The Theosophical Forum – June 1950

THE VEIL OF MAYA — E. A. Holmes

There are times when life seems dull, and too much composed of routine office-work, or washing up of dishes. Of course, we may have read of Brother Lawrence, who felt himself in the presence of God even when washing up dishes, and a little thought will show that provided we "keep our heads above water," we must be moving towards better things, even if only on the slow current of evolution. Yet most of us enjoy a change, if it only takes the form of an occasional visit to the theatre. We may be inclined to blame ourselves for this state of things, for displaying some form of escapism, for not facing squarely up to life, but one wonders if this is the whole story?

Another diversion in which many people indulge are holidays, and it would seem that one idea in taking a vacation is to find interests which are entirely foreign to the molds of our minds, something new, something free from the rust and scale which clings around too familiar things. We find folk who live by the sea taking holidays in the country, and country-folk flocking to the seaside, or even to the cities, incredible though this may seem to sophisticated city folk! Yet even we perhaps can remember a time when we found glamour and romance in city lights and sounds and smells, when our occasional visits to the city remain in our child-memories as phantasies or dreams, hardly related at all to daily life.

Some of you may have been abroad, in foreign parts, and will recall the sense of unreality surrounding the strange sights and customs you came across. For one person, at least, no matter how many times he visited Egypt during the war, and no matter how many weeks or months he stayed on each visit, the sight of white robes and red fez never failed to raise a sense of phantasmagoria, and make-believe.

It would seem that in such cases when we come across something entirely unfamiliar to us, we have no physical sense, no physical awareness with which we can contact it, and we have to take things in with some non-physical faculty, just as we do during sleep, the result being that it all seems like a dream.

Arthur Schopenhauer, the German philosopher, in his book The World as Will and Idea, wrote:

The Vedas and Puranas have no better simile than a dream for the whole knowledge of the actual world, which they call the web of maya.

The Vedas and Puranas are ancient Indian works which treat of things from an inner point of view. From this inner point of view the physical world is a world of make-believe, and it may be that our craving for "fields and pastures new" is only part escapism, and part a revolt of our souls from the sham and unreality of ordinary life.

Schopenhauer went on to show that, physically, we know not a sun or an earth, but only an eye which sees the sun, and a hand which feels the earth. Our conceptions of sun and earth are at best only second-hand, and according to Theosophy, are still further removed than this. Theosophy speaks of the seven principles of man, each of which is a stratum of cosmic substance. Among these strata are located man's centers of consciousness, from the lowest to the highest. The lowest levels of our consciousness are the furthest removed from reality. The highest levels partake of that universal essence, which to us, from our human standpoint, is reality itself. And all these principles and vehicles and organs which divide us from reality, make up the web of maya, or the veil of illusion.

Entries from an annotation dataset:
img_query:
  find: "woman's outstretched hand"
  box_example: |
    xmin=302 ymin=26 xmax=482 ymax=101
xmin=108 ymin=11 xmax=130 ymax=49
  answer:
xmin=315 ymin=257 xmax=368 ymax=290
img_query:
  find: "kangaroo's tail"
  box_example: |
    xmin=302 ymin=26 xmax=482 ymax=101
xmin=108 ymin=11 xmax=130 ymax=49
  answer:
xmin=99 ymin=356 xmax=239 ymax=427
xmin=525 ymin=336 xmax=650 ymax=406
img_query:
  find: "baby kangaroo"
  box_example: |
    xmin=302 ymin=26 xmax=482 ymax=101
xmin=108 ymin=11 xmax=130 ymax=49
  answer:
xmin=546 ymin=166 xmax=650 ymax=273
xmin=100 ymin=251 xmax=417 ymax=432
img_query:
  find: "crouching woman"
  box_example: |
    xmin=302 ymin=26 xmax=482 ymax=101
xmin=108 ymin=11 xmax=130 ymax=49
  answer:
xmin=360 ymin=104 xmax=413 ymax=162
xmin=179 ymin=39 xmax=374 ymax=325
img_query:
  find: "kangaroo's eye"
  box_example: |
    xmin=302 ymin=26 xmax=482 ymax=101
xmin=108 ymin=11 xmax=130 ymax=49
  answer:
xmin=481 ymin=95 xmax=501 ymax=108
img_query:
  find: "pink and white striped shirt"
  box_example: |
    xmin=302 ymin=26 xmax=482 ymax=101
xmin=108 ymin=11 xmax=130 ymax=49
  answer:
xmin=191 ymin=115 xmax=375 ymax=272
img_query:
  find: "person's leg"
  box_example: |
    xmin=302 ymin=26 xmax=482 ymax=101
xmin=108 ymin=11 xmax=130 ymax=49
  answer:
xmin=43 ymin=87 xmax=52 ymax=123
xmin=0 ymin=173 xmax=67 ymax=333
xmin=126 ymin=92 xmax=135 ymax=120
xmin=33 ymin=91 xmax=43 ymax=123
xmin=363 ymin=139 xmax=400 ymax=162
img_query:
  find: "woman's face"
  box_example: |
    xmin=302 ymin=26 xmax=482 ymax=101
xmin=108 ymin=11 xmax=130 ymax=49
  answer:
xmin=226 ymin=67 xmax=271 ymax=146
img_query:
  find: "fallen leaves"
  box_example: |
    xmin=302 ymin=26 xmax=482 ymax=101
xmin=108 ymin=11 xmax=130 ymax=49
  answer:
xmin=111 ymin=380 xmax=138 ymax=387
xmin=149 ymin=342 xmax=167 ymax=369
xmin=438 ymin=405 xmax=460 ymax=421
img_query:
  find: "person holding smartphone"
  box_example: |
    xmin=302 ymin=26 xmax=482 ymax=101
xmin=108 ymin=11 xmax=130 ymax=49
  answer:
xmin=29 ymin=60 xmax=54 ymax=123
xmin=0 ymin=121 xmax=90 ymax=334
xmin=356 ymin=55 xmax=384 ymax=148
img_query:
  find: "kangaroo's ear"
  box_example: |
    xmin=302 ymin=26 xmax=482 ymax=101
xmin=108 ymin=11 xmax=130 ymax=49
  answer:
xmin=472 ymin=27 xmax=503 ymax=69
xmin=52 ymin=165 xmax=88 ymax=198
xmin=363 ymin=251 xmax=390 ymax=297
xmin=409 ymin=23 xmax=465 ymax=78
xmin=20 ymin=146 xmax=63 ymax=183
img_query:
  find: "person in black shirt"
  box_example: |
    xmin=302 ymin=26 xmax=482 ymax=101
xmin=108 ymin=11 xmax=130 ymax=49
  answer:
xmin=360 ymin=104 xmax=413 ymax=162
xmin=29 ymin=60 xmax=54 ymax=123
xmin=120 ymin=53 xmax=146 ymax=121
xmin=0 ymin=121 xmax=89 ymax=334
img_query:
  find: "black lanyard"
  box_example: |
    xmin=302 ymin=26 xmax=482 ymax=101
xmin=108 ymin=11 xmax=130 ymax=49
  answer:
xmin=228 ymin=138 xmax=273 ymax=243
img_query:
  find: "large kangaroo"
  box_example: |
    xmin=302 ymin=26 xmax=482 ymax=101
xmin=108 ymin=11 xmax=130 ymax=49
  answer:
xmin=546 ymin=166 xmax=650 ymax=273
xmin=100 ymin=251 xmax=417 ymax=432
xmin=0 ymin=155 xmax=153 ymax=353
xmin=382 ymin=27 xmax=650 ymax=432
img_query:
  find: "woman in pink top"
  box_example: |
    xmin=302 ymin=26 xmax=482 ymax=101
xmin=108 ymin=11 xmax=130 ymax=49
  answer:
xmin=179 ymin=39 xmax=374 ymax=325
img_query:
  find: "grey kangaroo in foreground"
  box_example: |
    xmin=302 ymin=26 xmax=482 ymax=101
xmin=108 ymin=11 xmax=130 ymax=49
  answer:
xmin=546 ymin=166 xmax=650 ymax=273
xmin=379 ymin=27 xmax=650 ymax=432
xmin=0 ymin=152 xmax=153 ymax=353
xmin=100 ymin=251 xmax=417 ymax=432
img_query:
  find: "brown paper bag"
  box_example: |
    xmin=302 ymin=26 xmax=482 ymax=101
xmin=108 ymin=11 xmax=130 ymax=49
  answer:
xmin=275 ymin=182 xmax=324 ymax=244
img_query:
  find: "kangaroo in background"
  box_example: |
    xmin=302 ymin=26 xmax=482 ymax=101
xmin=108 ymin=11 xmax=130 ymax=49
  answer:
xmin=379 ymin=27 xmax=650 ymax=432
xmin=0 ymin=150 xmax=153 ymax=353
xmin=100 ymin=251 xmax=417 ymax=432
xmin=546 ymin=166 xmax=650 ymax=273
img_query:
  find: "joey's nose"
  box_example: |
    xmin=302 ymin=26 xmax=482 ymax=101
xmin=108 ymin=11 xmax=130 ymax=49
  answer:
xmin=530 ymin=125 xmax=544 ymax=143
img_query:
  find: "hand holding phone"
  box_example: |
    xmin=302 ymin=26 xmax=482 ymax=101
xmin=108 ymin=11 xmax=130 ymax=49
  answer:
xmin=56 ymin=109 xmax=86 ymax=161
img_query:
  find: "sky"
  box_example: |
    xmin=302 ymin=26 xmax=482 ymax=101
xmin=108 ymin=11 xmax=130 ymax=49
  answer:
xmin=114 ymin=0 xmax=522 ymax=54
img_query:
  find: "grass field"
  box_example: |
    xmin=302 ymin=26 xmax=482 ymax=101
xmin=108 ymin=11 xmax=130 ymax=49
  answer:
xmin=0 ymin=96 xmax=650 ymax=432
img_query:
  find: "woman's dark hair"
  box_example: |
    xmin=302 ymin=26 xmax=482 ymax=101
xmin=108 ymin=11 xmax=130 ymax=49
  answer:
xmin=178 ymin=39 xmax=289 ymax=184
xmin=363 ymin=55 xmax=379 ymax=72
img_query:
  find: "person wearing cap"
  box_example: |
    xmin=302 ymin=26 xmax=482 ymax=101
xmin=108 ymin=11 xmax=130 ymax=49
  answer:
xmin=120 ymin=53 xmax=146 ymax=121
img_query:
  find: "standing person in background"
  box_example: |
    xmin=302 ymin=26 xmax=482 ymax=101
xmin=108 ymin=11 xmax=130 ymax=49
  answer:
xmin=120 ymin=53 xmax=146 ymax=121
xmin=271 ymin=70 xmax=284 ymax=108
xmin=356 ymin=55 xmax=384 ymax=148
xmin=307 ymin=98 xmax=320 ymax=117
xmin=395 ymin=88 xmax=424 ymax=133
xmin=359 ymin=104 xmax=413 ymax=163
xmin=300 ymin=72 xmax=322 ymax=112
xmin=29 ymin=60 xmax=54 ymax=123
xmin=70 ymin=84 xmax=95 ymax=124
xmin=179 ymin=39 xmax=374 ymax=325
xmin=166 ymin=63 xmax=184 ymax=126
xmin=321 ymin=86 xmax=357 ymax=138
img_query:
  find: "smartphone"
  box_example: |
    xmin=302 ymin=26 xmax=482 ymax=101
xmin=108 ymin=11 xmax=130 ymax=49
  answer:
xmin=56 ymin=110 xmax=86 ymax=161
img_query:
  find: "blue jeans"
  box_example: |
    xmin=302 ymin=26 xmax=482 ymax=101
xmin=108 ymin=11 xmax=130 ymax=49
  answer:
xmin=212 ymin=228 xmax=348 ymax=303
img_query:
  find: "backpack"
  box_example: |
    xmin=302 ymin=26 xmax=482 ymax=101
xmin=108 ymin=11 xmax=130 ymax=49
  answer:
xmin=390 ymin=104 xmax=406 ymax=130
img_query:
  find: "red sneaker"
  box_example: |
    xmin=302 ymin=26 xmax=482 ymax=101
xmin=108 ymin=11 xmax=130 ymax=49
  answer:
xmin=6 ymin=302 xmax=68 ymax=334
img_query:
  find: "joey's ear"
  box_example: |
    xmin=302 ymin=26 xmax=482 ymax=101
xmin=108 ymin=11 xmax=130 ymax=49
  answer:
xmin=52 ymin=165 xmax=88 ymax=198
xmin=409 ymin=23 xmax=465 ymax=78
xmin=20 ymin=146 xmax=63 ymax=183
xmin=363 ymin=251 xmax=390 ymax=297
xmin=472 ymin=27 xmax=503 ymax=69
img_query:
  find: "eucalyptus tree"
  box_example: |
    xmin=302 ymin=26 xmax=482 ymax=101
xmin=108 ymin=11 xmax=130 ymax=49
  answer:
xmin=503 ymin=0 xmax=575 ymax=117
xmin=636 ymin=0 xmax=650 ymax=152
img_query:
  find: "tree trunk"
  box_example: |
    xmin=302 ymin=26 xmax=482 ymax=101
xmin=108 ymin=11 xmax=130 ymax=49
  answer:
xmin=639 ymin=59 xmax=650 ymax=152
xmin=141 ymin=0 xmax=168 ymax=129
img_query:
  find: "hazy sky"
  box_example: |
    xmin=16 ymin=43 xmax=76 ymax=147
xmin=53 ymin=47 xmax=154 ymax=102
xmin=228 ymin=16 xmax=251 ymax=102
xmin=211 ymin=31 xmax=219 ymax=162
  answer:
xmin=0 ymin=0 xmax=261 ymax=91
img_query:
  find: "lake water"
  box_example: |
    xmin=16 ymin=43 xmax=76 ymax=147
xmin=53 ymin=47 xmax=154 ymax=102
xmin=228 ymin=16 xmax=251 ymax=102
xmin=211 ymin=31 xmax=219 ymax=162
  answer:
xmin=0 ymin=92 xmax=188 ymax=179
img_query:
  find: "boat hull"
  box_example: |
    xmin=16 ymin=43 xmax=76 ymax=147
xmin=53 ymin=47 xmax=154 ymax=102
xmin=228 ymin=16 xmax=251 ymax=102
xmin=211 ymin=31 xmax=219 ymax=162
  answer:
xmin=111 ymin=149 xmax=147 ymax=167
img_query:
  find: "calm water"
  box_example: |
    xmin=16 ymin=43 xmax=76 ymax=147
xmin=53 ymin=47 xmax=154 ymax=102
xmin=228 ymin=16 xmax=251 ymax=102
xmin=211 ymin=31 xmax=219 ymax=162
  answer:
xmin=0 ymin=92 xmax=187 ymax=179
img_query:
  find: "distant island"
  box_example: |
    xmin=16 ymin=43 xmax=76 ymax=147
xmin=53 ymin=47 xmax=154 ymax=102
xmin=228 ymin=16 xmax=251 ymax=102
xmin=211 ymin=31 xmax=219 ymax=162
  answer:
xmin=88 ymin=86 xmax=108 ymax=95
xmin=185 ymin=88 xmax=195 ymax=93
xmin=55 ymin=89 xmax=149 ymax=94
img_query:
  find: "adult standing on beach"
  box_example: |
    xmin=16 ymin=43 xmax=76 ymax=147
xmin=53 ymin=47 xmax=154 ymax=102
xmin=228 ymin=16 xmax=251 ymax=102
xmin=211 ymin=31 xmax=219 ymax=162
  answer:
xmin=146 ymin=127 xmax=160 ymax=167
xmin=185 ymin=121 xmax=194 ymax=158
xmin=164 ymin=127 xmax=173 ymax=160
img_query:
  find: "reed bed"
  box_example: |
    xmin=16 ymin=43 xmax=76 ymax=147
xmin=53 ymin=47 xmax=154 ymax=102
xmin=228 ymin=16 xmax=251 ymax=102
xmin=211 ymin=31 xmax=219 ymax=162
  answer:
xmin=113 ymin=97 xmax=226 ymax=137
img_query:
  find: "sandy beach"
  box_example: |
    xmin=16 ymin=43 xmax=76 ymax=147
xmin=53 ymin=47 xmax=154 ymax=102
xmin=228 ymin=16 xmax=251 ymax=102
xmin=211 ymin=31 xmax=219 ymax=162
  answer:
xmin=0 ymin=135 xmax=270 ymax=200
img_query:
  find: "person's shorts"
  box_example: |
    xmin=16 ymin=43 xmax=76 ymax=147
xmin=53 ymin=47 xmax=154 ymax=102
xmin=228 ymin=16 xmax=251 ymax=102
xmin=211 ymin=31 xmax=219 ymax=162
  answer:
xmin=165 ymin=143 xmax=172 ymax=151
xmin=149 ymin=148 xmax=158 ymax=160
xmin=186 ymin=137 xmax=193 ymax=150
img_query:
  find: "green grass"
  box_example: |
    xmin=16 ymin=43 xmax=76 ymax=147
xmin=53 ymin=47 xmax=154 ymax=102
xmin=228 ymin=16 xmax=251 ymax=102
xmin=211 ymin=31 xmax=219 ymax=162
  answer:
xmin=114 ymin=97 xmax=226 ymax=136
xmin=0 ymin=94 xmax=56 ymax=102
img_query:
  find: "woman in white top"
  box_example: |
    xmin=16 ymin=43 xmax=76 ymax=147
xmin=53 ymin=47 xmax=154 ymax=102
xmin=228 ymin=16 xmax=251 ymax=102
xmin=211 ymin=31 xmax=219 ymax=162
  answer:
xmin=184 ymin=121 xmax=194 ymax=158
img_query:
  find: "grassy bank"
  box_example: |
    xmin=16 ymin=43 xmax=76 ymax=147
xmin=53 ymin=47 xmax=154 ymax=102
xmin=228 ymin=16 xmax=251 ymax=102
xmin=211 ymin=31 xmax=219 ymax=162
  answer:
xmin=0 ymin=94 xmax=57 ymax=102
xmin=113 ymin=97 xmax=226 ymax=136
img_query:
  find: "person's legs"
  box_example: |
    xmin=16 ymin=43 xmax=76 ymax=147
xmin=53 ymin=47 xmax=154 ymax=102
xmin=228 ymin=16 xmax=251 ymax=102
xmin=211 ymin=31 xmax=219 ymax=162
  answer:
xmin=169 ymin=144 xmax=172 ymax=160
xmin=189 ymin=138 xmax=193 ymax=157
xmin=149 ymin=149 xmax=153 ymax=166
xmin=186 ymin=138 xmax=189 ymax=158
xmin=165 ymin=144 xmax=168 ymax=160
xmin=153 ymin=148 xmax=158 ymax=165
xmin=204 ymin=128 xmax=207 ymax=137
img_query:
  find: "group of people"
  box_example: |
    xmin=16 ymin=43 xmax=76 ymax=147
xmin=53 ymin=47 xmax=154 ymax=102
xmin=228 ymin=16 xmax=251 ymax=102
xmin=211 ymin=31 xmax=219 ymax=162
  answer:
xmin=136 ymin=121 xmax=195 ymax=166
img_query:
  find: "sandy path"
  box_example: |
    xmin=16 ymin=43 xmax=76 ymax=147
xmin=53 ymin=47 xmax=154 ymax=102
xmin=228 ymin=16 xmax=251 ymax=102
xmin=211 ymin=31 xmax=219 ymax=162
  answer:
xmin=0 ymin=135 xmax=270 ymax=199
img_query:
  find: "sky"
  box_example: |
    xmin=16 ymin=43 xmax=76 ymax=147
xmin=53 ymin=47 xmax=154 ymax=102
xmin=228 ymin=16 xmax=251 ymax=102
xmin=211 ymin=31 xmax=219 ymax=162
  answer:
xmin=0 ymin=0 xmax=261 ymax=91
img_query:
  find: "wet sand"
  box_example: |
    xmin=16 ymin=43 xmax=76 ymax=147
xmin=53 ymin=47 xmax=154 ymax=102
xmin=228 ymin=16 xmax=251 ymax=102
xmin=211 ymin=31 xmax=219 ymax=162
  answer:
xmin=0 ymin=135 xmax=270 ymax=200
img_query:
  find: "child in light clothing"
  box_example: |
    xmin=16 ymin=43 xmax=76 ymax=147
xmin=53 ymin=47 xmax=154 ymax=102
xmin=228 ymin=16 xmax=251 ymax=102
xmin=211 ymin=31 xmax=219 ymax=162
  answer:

REQUIRED ACTIONS:
1 – In the essay on the veil of maya, how far are the lowest levels of our consciousness said to be from reality?
2 – Condense the paragraph of the essay on the veil of maya that opens "Another diversion in which many people indulge" into a shorter version that keeps its main facts.

TASK-BY-TASK RESULTS:
1 – They are the furthest removed from reality.

2 – Holidays are another common diversion. One aim of a vacation seems to be finding interests entirely foreign to our habits of mind, free of the rust that clings to familiar things. Thus people living by the sea vacation in the country, while country people go to the seaside or even to the cities, which sophisticated city dwellers may find incredible. Yet city dwellers may also remember finding glamour and romance in the city's lights, sounds and smells as children, when their occasional visits seemed like dreams hardly related to daily life.